## Source text
***
Last year Democrats impaled themselves on the Iraq war. They were so anxious to denounce the invasion that they failed to acknowledge the most basic point of all: that, having waded into Iraq, the United States could not leave prematurely. By attacking the Bush policy relentlessly, Democrats sounded negative. By refusing to say clearly that they would finish the Iraq job, they sounded irresponsible.
Now Democrats risk making the same mistake on Social Security. They are so anxious to denounce private accounts that they fail to acknowledge the most basic point: Social Security has a serious deficit. The Post reported Friday that nearly every Democratic senator refuses even to contemplate the Bush proposals. But the Democrats have no proposal of their own. They sound negative and irresponsible.
This is a mistake, first, because it's bad for the country. Social Security's deficit does need to be fixed, and the fix will be harder if we miss the current opportunity. Whatever one thinks of President Bush's personal accounts, he's out there touring the country, trying to open people's minds to the necessity of reform; meanwhile, Republican members of Congress are sticking their necks out with detailed overhaul proposals. If this moment is squandered, it may be years before any politician musters the courage to tackle Social Security.
Those are years we can't afford. As the debate illustrates, reform is salable only if it exempts people near retirement. The oldest baby boomers, those born in 1946, are already almost 60. With each year that passes, the cohort of politically inviolable near-retirees expands sharply -- meaning that the burden of remedial tax hikes and benefit cuts on younger workers will have to be that much heavier.
So Democrats must ask themselves a question. They hope to ride the Republican "attack" on Social Security to victory in the midterm elections, but what if this scheme backfires? What if they get painted as dishonest hacks, who cynically lied to the electorate about the urgency of reform and who thereby condemned citizens to nastier reforms later?
***
## Dataset content

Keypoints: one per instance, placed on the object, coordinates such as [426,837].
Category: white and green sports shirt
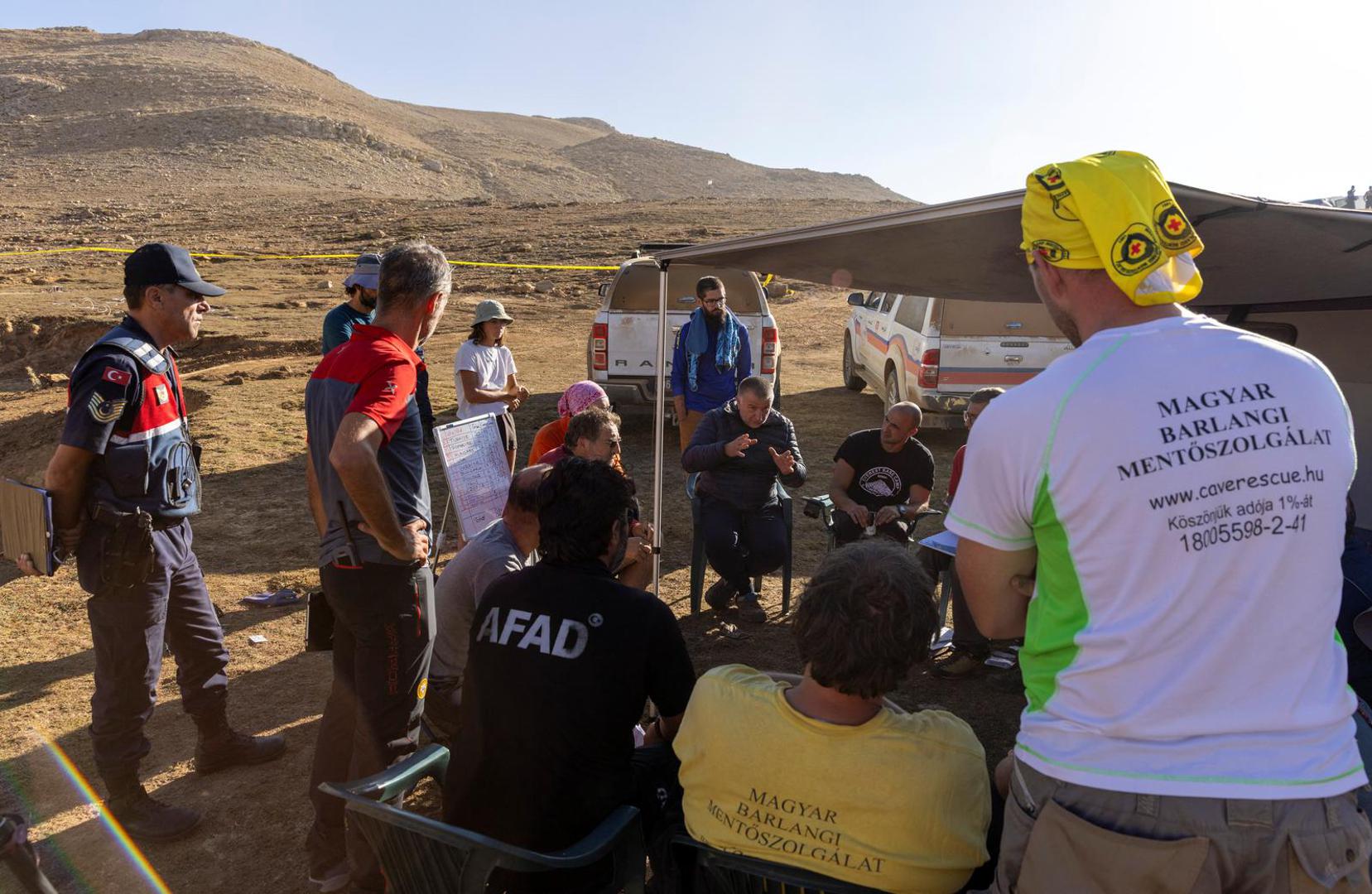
***
## What is asked
**a.** According to the Social Security op-ed, in what year were the oldest baby boomers born?
**b.** Rewrite the Social Security op-ed, everything from "Last year Democrats" down to "negative and irresponsible.", replacing "negative" with "pessimistic".
Use only the Social Security op-ed as your source.

## Responses for each task
**a.** 1946

**b.**
Last year Democrats impaled themselves on the Iraq war. They were so anxious to denounce the invasion that they failed to acknowledge the most basic point of all: that, having waded into Iraq, the United States could not leave prematurely. By attacking the Bush policy relentlessly, Democrats sounded pessimistic. By refusing to say clearly that they would finish the Iraq job, they sounded irresponsible.
Now Democrats risk making the same mistake on Social Security. They are so anxious to denounce private accounts that they fail to acknowledge the most basic point: Social Security has a serious deficit. The Post reported Friday that nearly every Democratic senator refuses even to contemplate the Bush proposals. But the Democrats have no proposal of their own. They sound pessimistic and irresponsible.